[Task statement]:
How many lines in the entries below contain the string "target", with case counting? Reply with the number only.

Data records:
=== Begin Enclosure ===
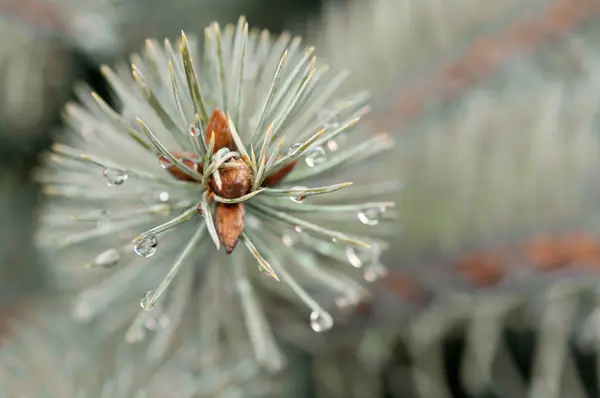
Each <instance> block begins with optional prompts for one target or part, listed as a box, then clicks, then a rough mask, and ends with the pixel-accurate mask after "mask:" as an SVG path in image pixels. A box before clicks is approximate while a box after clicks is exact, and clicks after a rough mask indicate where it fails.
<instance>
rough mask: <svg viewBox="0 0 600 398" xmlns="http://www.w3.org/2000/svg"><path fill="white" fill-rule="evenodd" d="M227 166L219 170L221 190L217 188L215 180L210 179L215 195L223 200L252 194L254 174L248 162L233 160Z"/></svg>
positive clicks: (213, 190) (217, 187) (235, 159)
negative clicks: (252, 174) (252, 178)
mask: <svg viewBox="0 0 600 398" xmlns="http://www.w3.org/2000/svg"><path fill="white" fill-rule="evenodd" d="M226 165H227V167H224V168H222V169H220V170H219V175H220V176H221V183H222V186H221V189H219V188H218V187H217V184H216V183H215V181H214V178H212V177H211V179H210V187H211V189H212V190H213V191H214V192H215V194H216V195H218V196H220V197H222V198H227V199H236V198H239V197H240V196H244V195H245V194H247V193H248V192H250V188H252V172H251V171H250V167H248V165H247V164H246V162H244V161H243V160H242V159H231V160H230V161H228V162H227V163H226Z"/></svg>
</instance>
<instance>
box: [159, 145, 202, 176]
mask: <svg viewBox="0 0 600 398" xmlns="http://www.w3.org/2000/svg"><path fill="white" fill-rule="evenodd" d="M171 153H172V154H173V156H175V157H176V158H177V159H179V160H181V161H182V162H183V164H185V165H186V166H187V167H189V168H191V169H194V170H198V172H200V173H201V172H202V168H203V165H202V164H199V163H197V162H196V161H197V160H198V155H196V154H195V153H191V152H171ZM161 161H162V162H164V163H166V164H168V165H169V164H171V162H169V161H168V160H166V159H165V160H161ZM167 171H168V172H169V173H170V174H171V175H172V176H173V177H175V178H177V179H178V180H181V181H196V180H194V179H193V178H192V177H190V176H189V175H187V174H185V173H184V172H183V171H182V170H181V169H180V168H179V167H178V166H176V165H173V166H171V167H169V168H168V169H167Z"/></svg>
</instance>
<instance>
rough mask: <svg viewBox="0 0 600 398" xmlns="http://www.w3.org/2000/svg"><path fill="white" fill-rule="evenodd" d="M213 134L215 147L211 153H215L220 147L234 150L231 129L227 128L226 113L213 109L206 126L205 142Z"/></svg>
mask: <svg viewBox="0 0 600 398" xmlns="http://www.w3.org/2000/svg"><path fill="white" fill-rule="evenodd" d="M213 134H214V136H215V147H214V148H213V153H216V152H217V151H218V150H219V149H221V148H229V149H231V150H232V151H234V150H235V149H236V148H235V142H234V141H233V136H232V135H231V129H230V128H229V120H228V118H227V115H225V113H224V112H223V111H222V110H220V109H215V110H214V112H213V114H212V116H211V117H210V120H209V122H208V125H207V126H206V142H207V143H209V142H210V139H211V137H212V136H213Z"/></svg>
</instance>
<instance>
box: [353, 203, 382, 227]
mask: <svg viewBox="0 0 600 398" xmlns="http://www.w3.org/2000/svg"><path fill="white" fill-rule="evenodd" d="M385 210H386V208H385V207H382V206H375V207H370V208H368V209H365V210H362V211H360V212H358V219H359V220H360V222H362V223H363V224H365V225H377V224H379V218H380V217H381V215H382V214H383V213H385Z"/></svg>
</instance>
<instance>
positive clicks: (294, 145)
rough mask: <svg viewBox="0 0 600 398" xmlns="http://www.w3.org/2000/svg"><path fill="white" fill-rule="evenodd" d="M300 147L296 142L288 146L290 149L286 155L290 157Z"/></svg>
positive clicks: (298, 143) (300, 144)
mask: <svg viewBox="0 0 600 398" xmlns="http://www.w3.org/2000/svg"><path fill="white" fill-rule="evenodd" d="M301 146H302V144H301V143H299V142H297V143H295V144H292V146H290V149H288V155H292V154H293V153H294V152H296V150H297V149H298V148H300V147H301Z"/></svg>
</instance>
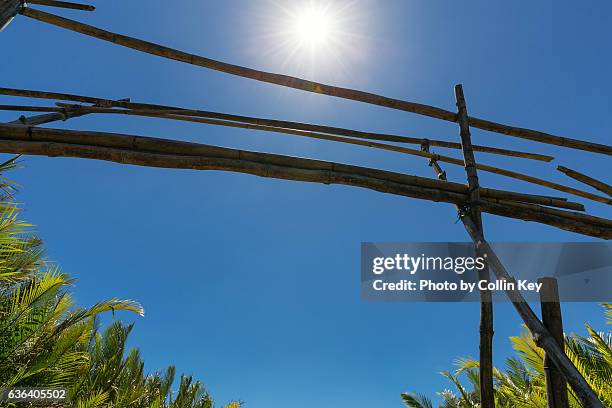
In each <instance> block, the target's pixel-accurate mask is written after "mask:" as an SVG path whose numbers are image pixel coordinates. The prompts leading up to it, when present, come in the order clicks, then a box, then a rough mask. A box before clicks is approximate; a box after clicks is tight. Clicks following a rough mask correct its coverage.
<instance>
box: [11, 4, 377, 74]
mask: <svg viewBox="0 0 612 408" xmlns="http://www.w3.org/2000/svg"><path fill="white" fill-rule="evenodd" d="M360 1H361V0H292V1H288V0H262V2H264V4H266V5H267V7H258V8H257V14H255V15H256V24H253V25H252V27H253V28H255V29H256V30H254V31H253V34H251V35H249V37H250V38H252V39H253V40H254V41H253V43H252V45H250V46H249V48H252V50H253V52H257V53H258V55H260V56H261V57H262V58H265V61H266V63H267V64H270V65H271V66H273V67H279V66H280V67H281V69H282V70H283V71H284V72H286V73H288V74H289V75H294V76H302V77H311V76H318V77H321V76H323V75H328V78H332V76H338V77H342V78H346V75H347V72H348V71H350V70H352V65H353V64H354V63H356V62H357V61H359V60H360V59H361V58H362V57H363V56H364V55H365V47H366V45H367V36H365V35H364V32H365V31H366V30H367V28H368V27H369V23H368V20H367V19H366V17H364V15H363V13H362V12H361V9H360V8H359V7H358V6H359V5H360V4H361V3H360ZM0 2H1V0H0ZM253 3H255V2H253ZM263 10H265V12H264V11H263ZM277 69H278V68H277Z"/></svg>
=== End Enclosure ===
[Your response]:
2